ЗАДАНИЯ:
1. Выпишите из текста о рабочих митингах фрагмент, начиная со слов «Митинг незадолго перед» и заканчивая словами «незаконных поступков большевиков.».
2. Найдите в записях все строки, где встречается слово «brown», и перепишите их. Регистр букв имеет значение.

И в той же Экспедиции происходит митинг 6 января. Уже в верхнем зале, столь же многолюдный, еще более бурный. Но прежнего настроения уже нет. Большевистские ораторы выслушиваются внимательно, хотя угрюмо и молча. Ведь большевики победители, а демократия побежденная. Притом, побежденная в условиях, которые кажутся рабочим непонятными и дикими. Сдача позиций почти без боя.

И в психологии рядового рабочего невольно возникает мысль: если так легко досталась победа большевикам, то не значит ли это, что за ними есть известная доля правды?

И теперь среди рабочих Экспедиции я уже не мог заметить ни возмущения большевиками, столь резко и ярко выраженного до 5 января, ни того поклонения перед демократией и идеей Учредительного Собрания, которое было характерно для этого фабричного центра.

Франко-Русский завод был еще до войны местом, в котором гнездились большевики. После октябрьской революции немало франко-руссцев заняло ответственные, хотя и второстепенные посты. И общее настроение рабочих франкоруссцев было далеко не благоприятным для Временного Правительства. Несмотря на это, даже они были перед пятым января в некоторой нерешительности.

Митинг незадолго перед пятым января. Почти все рабочие присутствуют. Председательствует большевик Смирнов. Весьма ярый, энергичный и смелый.

"Товарищи, мы стоим перед необходимостью, перед возможностью разогнать это Учредительное Собрание, ибо -- это уже видно -- оно насквозь пропитано буржуазными предрассудками и тяготеет к контрреволюции".

"Нет, товарищи-большевики. Вы это сделать не сможете. Это неправильно. Ибо вы нарушаете прерогативы всего народа, который избрал это Всероссийское Собрание. Если вы так поступите, то помните, вам этого насилия никогда не простит русский народ, русский пролетариат", отвечает Смирнову небезызвестный максималист, рабочий Шмаков.

И видно, что большинство, несомненное и подавляющее, на стороне этого последнего. Не сочувствуя Временному Правительству, не тяготея особенно к демократии, франко-руссцы, тем не менее, против незаконных поступков большевиков.

И на том же Франко-Русском заводе митинг шестого января.

Говорит Зиновьев. Говорит о том, почему "пролетарская власть" была принуждена разогнать "мелкобуржуазную Учредиловку".

ИСХОДНЫЕ ЗАПИСИ:
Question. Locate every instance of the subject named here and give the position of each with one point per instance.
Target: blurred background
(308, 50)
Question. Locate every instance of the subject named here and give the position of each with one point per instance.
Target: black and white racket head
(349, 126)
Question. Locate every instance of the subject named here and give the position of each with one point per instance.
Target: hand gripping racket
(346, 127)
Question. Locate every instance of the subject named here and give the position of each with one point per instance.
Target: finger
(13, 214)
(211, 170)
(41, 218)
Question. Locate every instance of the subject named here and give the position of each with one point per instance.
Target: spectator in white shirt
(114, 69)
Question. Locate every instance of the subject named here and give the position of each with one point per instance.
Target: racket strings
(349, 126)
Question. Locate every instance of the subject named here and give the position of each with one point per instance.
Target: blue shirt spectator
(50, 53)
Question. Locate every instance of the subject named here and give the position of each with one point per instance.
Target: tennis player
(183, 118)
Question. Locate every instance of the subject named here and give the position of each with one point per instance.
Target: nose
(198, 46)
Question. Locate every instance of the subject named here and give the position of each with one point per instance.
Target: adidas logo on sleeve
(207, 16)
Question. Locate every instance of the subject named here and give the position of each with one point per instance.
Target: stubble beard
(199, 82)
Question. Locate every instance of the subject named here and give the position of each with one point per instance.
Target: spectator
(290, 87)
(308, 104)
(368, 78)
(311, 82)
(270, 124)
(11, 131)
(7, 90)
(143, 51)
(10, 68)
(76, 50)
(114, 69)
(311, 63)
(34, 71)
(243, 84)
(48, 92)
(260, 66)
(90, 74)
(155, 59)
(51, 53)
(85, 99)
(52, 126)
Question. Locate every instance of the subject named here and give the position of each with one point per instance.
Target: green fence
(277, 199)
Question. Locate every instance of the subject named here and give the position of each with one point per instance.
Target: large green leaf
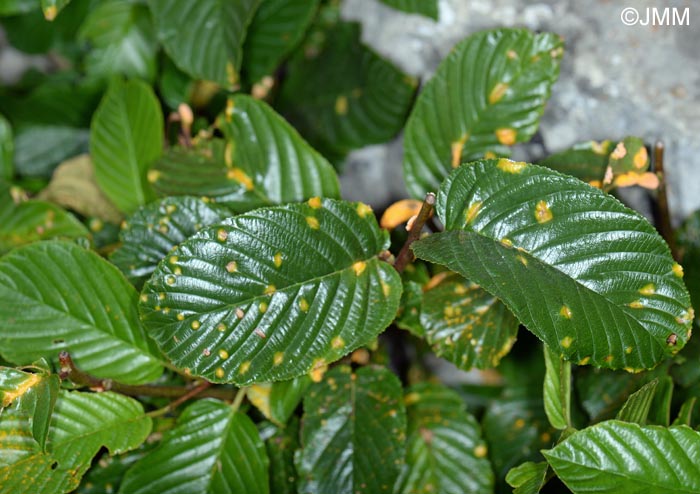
(428, 8)
(82, 424)
(150, 233)
(466, 325)
(213, 449)
(7, 150)
(623, 458)
(341, 95)
(557, 390)
(353, 433)
(58, 296)
(263, 162)
(487, 94)
(278, 26)
(29, 221)
(445, 452)
(204, 38)
(126, 137)
(587, 275)
(122, 40)
(274, 293)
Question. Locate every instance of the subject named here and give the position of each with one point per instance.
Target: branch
(406, 255)
(663, 216)
(181, 393)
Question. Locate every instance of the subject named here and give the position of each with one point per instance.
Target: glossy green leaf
(466, 325)
(213, 449)
(51, 8)
(557, 390)
(623, 458)
(277, 28)
(7, 150)
(277, 401)
(39, 148)
(281, 443)
(264, 162)
(82, 424)
(122, 40)
(572, 263)
(58, 296)
(151, 232)
(586, 161)
(444, 451)
(204, 38)
(341, 95)
(527, 478)
(428, 8)
(274, 293)
(487, 94)
(636, 408)
(126, 137)
(28, 221)
(353, 433)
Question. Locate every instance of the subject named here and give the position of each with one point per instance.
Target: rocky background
(616, 80)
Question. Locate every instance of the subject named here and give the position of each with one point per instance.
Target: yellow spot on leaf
(648, 290)
(359, 267)
(497, 92)
(312, 222)
(472, 211)
(677, 270)
(565, 312)
(315, 202)
(241, 177)
(506, 136)
(511, 166)
(542, 212)
(341, 105)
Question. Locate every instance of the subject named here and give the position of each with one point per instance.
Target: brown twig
(663, 215)
(406, 255)
(181, 393)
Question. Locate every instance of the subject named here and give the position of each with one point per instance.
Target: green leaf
(58, 296)
(73, 186)
(29, 221)
(151, 232)
(276, 29)
(274, 293)
(213, 449)
(353, 433)
(204, 38)
(7, 150)
(39, 148)
(636, 408)
(588, 276)
(428, 8)
(281, 443)
(126, 137)
(625, 458)
(557, 390)
(277, 401)
(82, 424)
(122, 40)
(444, 451)
(51, 8)
(342, 95)
(586, 161)
(487, 94)
(466, 325)
(527, 478)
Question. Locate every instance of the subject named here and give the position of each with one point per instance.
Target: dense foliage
(187, 304)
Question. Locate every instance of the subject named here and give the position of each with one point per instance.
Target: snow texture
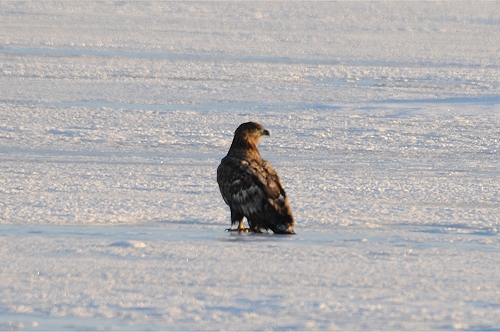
(384, 120)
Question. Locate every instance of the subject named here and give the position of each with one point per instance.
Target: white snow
(384, 120)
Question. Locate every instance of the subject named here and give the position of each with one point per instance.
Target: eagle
(251, 187)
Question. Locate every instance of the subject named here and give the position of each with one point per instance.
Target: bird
(251, 187)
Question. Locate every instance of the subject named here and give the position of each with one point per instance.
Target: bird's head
(251, 132)
(247, 135)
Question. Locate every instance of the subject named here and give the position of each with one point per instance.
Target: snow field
(384, 125)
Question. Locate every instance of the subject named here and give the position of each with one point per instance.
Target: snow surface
(384, 120)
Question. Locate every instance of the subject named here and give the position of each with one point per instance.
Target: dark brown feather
(250, 185)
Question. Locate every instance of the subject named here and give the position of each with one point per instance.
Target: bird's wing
(253, 188)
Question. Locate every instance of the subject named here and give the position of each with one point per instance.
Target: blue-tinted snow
(384, 125)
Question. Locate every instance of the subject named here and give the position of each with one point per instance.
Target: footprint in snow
(129, 244)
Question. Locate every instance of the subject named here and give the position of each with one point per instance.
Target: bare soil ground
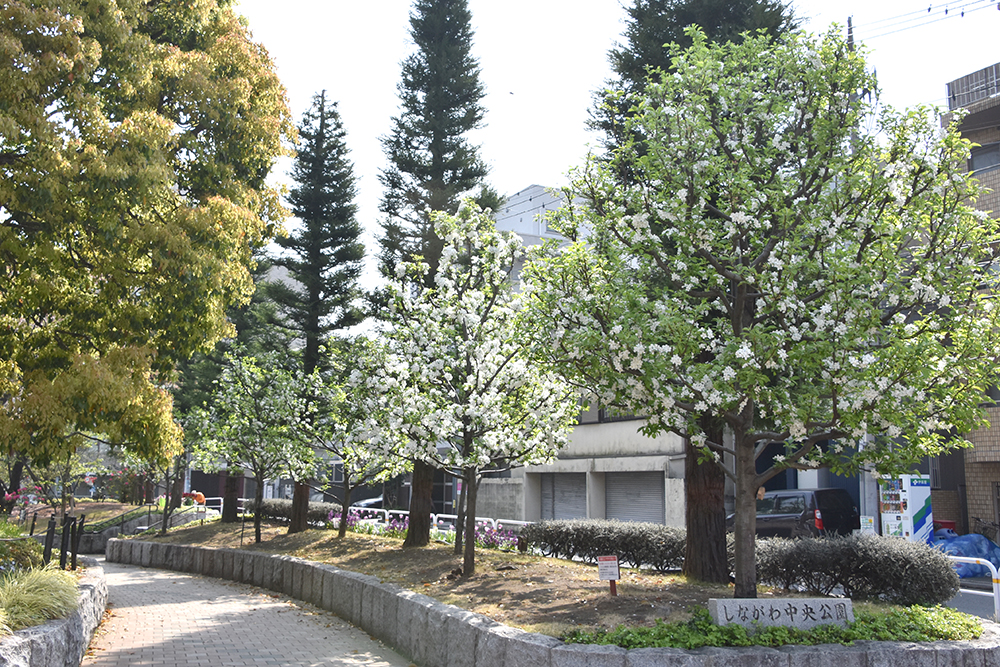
(539, 594)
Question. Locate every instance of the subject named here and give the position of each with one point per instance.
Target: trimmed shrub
(637, 544)
(866, 567)
(280, 509)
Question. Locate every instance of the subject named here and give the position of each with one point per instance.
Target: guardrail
(216, 503)
(439, 521)
(996, 581)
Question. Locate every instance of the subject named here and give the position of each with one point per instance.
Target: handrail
(996, 581)
(118, 519)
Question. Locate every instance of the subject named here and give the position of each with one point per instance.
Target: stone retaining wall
(63, 642)
(433, 634)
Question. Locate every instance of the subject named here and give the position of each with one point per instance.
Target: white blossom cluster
(766, 268)
(456, 379)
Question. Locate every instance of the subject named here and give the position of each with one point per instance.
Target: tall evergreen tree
(652, 25)
(431, 165)
(325, 254)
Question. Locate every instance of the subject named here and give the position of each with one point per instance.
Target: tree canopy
(324, 254)
(798, 261)
(432, 163)
(135, 140)
(459, 380)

ОТВЕТЫ:
1.
Митинг незадолго перед пятым января. Почти все рабочие присутствуют. Председательствует большевик Смирнов. Весьма ярый, энергичный и смелый.

"Товарищи, мы стоим перед необходимостью, перед возможностью разогнать это Учредительное Собрание, ибо -- это уже видно -- оно насквозь пропитано буржуазными предрассудками и тяготеет к контрреволюции".

"Нет, товарищи-большевики. Вы это сделать не сможете. Это неправильно. Ибо вы нарушаете прерогативы всего народа, который избрал это Всероссийское Собрание. Если вы так поступите, то помните, вам этого насилия никогда не простит русский народ, русский пролетариат", отвечает Смирнову небезызвестный максималист, рабочий Шмаков.

И видно, что большинство, несомненное и подавляющее, на стороне этого последнего. Не сочувствуя Временному Правительству, не тяготея особенно к демократии, франко-руссцы, тем не менее, против незаконных поступков большевиков.

2.
Target: brown twig
Target: dark brown feather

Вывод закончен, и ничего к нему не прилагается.